## List of tasks
1. Answer these from the exhibition announcement:
(a) What does the show's title mean in English?
(b) At what address was the artist's childhood home in Reykjavik?
(c) Which country will the artist represent at the 2013 Venice Biennale?
2. In one to three sentences, explain why the exhibition announcement says the small rooms, stairwells, and hallways were abstracted and emptied of all detail.
3. In the exhibition announcement, rewrite the stretch from "KATRÍN SIGURDADÓTTIR" through "Metropolitan Museum, NY.", changing "second" to "first".

## Quoted passage
>> Begin

October 5 – November 4, 2012

Gallery installation view
Gallery installation view
Gallery installation view

KATRÍN SIGURDADÓTTIR
Ellefu
October 5 - November 4, 2012 | 11 Rivington St, NY

 

Eleven Rivington is pleased to present a solo exhibition by Icelandic artist Katrín Sigurdardóttir, on view from October 5 - November 4, 2012. This presentation marks the artist’s second exhibition with the gallery. Representative for Iceland at the upcoming 2013 Venice Biennale, the artist recently concluded a significant and large-scale installation, titled Boiseries, at The Metropolitan Museum, NY.

 

Sigurdardóttir’s predominantly sculptural practice focuses on the adapted representation, modification and containment of time, space and place - a practice whose greater intention is to eschew a conventional approach by the viewer. With architecture and landscape as sources, the artist’s sculptures use scale and distortion to focus attention on the space and perception between the viewer and the object. Using the vernaculars of architecture and topography, Sigurdardóttir creates objects with a prismatic spirit that fractures a viewer’s perspective.

 

Titled Ellefu - Eleven in Icelandic - Sigurdardóttir’s show will include three intimately scaled hydrocal and basswood constructions portraying interior segments of her childhood home in Reykjavik, located at Langahlíð 11. With photographs and memory as departure, the artist systematically cross-sections the rooms and chambers to reveal not only fragments but vessels of times past. Low to the floor, the three constructions appear like axonometric drawings from eye level but the porous, handmade material approach belies the vector-like simplicity of the sculptural forms. The ambiguously Lilliputian rooms, stairwells and hallways, intentionally abstracted and emptied of all detail, encourage movement in the round, allowing the viewer to furnish the spaces with his or her own recollections while remaining tempered by the fragility and sense of redress inherent to the materials.

 

Katrín Sigurdardóttir lives and works between Reykjavik and NY. She has exhibited widely in galleries and museums in the past 15 years, including notable solo shows at The Metropolitan Museum of Art, New York, MoMA PS1, New York; Galerie Meesen de Clerq, Brussels; Galleria Maze, Turin; Gallery i8, Reykjavik; Galeria Leme, Sao Paulo; FRAC Bourgogne, Dijon, Sala Siqueiros, Mexico City, Fondazione Sandretto, Turin and Reykjavík Museum of Art.  Her awards and residencies include Ateliers des Arques, The Louis Comfort Tiffany Biennial Award, The Rema Hort Mann Foundation Grant, and residencies with LMCC Lower Manhattan Cultural Council and Art OMI International Artists Colony.

>> End

## Data
>> Begin

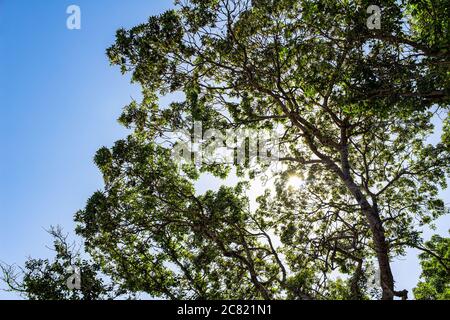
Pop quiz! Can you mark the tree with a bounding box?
[0,227,119,300]
[414,235,450,300]
[3,0,450,299]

>> End

## Solutions for each task
1.
(a) Eleven
(b) Langahlíð 11
(c) Iceland

2. The rooms were emptied of detail to encourage movement around the pieces. This lets viewers fill the spaces with their own memories, while the fragile materials still shape how they experience them.

3.
KATRÍN SIGURDADÓTTIR
Ellefu
October 5 - November 4, 2012 | 11 Rivington St, NY

 

Eleven Rivington is pleased to present a solo exhibition by Icelandic artist Katrín Sigurdardóttir, on view from October 5 - November 4, 2012. This presentation marks the artist’s first exhibition with the gallery. Representative for Iceland at the upcoming 2013 Venice Biennale, the artist recently concluded a significant and large-scale installation, titled Boiseries, at The Metropolitan Museum, NY.